Task requirements: Reproduce the entries from their first line up to and including the line with "Mark the sky". Leave out everything after it.

Data to use:
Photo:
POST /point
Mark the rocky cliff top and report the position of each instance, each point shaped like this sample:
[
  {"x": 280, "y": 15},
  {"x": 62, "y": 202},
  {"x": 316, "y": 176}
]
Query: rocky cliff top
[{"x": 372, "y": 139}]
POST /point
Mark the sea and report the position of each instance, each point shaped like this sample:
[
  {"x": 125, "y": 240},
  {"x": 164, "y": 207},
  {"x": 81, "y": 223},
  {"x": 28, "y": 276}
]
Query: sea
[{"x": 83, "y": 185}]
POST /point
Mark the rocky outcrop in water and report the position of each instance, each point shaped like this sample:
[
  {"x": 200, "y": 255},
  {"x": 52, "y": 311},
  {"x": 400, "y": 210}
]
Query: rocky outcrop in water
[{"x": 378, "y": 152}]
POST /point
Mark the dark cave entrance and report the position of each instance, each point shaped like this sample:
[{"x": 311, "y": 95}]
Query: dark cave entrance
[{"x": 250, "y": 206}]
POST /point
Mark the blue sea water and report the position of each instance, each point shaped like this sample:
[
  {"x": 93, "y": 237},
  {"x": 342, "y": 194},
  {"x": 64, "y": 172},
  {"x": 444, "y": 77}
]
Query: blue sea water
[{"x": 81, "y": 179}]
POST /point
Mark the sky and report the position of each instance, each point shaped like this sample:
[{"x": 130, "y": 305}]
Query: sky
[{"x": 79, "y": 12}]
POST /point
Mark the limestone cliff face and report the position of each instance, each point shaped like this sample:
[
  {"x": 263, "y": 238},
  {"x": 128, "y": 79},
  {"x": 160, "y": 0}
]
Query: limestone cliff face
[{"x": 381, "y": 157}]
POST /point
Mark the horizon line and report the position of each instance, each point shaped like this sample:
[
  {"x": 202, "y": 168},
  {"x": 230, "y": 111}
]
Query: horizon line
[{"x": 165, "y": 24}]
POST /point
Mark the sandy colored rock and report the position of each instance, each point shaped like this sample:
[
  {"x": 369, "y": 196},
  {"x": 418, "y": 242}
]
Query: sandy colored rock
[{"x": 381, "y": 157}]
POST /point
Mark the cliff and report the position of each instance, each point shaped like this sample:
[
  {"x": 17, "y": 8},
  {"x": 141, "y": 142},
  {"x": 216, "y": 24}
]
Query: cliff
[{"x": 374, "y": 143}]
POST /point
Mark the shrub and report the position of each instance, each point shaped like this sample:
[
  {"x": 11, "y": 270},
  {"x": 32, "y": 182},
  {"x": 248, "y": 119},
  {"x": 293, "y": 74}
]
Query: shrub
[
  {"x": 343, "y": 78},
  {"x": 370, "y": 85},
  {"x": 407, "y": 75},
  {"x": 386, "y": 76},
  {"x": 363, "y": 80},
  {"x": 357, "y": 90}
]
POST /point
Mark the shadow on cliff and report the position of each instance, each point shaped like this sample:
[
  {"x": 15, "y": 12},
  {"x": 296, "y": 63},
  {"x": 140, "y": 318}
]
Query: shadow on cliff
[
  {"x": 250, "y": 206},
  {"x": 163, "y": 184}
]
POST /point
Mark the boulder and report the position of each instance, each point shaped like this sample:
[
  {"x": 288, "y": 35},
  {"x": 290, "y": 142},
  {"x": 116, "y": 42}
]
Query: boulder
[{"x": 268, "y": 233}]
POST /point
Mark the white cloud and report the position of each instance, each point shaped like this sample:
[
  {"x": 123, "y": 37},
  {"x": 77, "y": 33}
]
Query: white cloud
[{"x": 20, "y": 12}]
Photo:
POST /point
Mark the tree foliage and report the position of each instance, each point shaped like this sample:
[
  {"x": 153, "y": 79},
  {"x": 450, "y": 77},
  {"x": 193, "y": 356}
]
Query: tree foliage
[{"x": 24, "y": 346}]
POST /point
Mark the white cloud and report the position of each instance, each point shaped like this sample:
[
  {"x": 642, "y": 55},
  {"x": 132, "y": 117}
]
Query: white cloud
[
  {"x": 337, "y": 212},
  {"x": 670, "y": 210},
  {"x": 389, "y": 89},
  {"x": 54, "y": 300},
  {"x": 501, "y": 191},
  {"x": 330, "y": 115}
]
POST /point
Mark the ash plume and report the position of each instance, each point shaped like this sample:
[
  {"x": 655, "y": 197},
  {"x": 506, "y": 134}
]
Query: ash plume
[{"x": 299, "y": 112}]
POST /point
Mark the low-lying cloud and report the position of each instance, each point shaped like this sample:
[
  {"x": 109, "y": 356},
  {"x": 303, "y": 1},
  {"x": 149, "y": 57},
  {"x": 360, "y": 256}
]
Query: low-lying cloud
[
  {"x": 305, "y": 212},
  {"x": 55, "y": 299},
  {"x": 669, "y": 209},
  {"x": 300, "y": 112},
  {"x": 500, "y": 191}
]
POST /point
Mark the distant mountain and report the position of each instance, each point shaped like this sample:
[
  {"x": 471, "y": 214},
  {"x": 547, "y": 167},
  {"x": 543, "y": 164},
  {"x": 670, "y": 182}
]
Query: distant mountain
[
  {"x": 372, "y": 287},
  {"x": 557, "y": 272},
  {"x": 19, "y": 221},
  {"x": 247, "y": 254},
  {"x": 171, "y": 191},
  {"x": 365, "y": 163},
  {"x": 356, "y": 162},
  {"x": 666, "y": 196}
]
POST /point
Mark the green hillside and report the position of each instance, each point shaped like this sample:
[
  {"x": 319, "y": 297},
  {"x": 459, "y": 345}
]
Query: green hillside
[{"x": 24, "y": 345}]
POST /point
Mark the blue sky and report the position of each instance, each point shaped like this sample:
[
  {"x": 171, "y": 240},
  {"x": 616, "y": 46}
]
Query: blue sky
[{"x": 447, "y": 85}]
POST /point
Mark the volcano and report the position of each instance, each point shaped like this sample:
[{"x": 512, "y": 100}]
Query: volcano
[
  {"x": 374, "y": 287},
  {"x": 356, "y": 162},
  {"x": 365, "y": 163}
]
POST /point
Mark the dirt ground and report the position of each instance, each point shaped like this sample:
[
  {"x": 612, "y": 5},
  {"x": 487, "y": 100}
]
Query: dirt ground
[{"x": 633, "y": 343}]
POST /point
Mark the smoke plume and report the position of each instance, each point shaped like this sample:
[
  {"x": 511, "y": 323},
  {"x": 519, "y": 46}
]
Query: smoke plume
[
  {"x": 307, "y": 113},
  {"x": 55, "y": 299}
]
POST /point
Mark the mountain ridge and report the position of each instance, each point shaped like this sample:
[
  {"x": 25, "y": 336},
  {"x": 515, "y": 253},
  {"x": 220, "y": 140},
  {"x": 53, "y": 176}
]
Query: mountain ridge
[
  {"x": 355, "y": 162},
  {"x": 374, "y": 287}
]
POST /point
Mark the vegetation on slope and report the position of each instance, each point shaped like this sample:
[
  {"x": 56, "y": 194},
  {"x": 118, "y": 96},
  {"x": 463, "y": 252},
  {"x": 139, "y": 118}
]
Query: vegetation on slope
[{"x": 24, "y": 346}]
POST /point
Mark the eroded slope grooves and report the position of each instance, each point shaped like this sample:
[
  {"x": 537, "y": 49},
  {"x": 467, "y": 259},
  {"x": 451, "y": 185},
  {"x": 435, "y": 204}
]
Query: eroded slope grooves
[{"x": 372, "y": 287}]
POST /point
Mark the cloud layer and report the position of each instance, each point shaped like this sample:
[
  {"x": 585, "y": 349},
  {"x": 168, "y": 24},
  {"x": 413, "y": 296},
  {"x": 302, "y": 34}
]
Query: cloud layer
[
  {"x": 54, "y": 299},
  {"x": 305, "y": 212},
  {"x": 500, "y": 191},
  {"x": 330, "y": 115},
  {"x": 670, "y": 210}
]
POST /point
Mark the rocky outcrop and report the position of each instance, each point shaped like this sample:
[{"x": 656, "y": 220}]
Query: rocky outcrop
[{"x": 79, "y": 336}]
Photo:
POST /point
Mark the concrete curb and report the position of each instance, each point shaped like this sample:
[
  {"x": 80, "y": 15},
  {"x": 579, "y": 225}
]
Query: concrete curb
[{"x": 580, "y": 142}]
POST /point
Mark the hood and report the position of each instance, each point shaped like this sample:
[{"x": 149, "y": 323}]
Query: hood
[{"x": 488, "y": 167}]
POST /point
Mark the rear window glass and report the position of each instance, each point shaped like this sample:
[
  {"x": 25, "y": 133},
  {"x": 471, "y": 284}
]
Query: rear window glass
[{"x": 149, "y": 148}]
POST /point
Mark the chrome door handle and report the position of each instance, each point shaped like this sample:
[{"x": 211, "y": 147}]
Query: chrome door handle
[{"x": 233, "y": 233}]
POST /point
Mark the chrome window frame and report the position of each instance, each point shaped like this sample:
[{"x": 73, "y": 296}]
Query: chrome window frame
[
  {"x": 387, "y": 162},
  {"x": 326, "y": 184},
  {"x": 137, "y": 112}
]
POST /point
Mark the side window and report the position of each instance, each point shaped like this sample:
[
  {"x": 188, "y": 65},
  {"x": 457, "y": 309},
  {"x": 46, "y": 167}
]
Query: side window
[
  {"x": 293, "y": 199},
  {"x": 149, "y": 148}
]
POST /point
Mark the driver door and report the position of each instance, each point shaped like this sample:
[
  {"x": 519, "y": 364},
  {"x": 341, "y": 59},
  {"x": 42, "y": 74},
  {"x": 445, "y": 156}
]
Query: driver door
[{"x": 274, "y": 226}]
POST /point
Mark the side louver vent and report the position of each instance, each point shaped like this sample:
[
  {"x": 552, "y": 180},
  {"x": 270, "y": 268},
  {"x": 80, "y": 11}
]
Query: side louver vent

Result for this task:
Photo:
POST /point
Mark the rocky cliff top and report the position of each instance, each point shaped like this sample:
[
  {"x": 280, "y": 15},
  {"x": 62, "y": 202},
  {"x": 316, "y": 176}
]
Query: rocky cliff top
[{"x": 372, "y": 139}]
POST /point
Mark the sea and report the position of each instance, each point shaped like this sample:
[
  {"x": 125, "y": 240},
  {"x": 164, "y": 207},
  {"x": 81, "y": 223},
  {"x": 28, "y": 276}
]
Query: sea
[{"x": 83, "y": 185}]
POST /point
Mark the rocky outcrop in water and report the position of each instance, each point shaped like this sample:
[
  {"x": 200, "y": 255},
  {"x": 52, "y": 311},
  {"x": 400, "y": 210}
]
Query: rocky outcrop in water
[{"x": 378, "y": 152}]
POST /point
Mark the dark cave entrance and report the position of each instance, each point shaped like this sample:
[{"x": 311, "y": 95}]
Query: dark cave entrance
[{"x": 250, "y": 206}]
POST /point
Mark the blue sea water and report the position of each instance, each point shaped like this sample:
[
  {"x": 93, "y": 237},
  {"x": 342, "y": 194},
  {"x": 64, "y": 172},
  {"x": 444, "y": 77}
]
Query: blue sea water
[{"x": 81, "y": 179}]
POST /point
Mark the sky and report the position of each instance, each point shaped like this sample:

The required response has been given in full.